D'après l'extrait sur le projet de fusion entre l'Alsace et la Lorraine, quelle région les 18 parlementaires alsaciens de droite donnent-ils en exemple pour rester une région unique ?

** Extrait fourni **
· · ·
Il n’y aura pas de retour de l’Elsass-Lothringen ! – Mais on n’a pas toujours compris qu’il ne s’agit pas d’un retour historique à l’Elsass-Lothringen d’hier, mais bien d’un rapprochement entre une Lorraine «francophone» (capitale Nancy), une Lorraine «dialectophone» (Moselle, capitale Metz) et l’Alsace. D’aucuns y voient déjà un essai de l’Etat Jacobin de noyer dans un ensemble plus large, les départements dialectophones héritiers du droit local alsacien-mosellan. Si les présidents de la région Alsace et de la Région Lorraine se sont déjà rencontrés pour étudier la «naissance d’une vraie euro-région» sur les bords du Rhin, ils ne peuvent ignorer que tant d’un côté que de l’autre des Vosges, des réserves voire des oppositions se sont déjà manifestées. Elles sont largement alimentées politiquement par la proximité des élections sénatoriales de cet automne.

Si Philippe Richert, Président de la Région Alsace, réagit de manière positive au projet de fusion, on ne peut s’empêcher de voir dans son approche une sorte d’esprit de revanche sur l’échec subi l’année dernière : la fusion des collectivités alsaciennes se ferait finalement à travers une région plus vaste ! Et l’Alsace, une fois de plus (de trop ?), au lieu de se concerter pour définir une position commune, se divise.

Des parlementaires qui divisent. – Si, en Alsace, les parlementaires de gauche (minoritaires) adhèrent au projet de fusion, 18 parlementaires de droite -qui pourtant ne s’étaient guère engagés, en 2013, en faveur de la fusion des collectivités- veulent en rester à une région Alsace unique : la Bretagne a réussi à rester seule, pourquoi pas nous, avancent-ils ?

Pourtant, la réponse à cette question est simple : la Bretagne avance parce que elle sait s’unir et parler d’une voix ! Le Maire de Mulhouse, lui, car il n’y a pas que la Lorraine, voudrait une ouverture (non prévue à ce stade) avec le Territoire de Belfort et le Pays de Montbéliard. La député de Mulhouse, tout en critiquant le gouvernement socialiste, veut moins de crispations envers le projet. Charles Buttner, Président du Conseil Général du Haut-Rhin, comme Guy-Dominique Kennel, son homologue du Bas-Rhin, critiquent une réforme qui éloignera les structures des citoyens, qui ne définit pas ce que deviendront les tâches exercées jusqu’ici par les conseils généraux et qui s’inspire de considérations politiciennes (note de la rédaction : maintenir la gauche dans l’Ouest et le Nord, contenir le Front National dans le sud).

Strasbourg, au coeur ! – Dernier élément enfin qui s’esquisse : quelle ville sera capitale régionale dans cette future région à trois «pôles urbains» (Metz, Nancy et Strasbourg) ? Quand on se rappelle combien le rôle de Strasbourg avait pesé dans la campagne autour du referendum de l’année dernière sur la fusion des collectivités alsaciennes, on ne peut écarter le point !
· · ·
** Données fournies **
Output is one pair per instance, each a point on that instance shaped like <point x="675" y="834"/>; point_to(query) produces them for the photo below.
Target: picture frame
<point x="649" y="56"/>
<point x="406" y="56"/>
· · ·
** Corrigé **
La Bretagne, qui a réussi à rester seule.